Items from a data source
****************************************

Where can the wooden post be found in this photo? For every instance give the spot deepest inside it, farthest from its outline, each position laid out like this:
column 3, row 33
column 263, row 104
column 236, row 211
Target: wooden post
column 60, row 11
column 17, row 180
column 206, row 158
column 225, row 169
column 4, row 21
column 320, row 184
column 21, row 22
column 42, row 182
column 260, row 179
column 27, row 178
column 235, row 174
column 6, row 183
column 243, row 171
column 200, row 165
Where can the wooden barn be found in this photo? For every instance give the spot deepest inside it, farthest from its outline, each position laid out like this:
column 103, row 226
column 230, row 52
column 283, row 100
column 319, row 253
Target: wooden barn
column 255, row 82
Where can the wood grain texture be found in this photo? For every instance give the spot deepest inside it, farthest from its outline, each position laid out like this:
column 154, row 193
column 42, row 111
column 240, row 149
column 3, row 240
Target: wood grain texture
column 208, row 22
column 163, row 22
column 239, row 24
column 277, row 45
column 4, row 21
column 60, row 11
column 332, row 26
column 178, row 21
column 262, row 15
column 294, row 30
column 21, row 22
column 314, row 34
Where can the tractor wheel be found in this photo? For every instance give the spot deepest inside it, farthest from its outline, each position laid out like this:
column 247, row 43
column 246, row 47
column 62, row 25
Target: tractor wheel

****************************************

# Exercise details:
The reply must repeat all of the records precisely.

# Result for this exercise:
Where can the wooden post be found in this photo? For every instance give the spot deepest inside it, farthest from its outline, each position laid out like this:
column 3, row 33
column 263, row 104
column 236, row 211
Target: wooden post
column 60, row 11
column 17, row 180
column 206, row 158
column 225, row 169
column 4, row 21
column 320, row 184
column 21, row 22
column 42, row 182
column 260, row 179
column 27, row 178
column 235, row 174
column 6, row 183
column 243, row 171
column 200, row 165
Where can the wooden barn be found in this photo? For every instance give the spot deepest inside it, farthest from its outline, each position laid out like this:
column 103, row 226
column 230, row 52
column 283, row 100
column 319, row 253
Target: wooden barn
column 255, row 82
Where can the wood grain texture be found in this photo? For every instance give the spot deepest inside it, farthest from its outline, each position laid out like this:
column 154, row 193
column 42, row 111
column 240, row 149
column 3, row 240
Target: wood grain texture
column 208, row 22
column 163, row 22
column 239, row 24
column 277, row 45
column 4, row 21
column 60, row 11
column 332, row 26
column 178, row 21
column 262, row 15
column 294, row 30
column 21, row 22
column 314, row 34
Where can the tractor wheel be found in this photo? For every instance give the spot deepest inside it, farthest from its outline, each position laid out like this:
column 247, row 43
column 246, row 47
column 62, row 25
Target: tractor wheel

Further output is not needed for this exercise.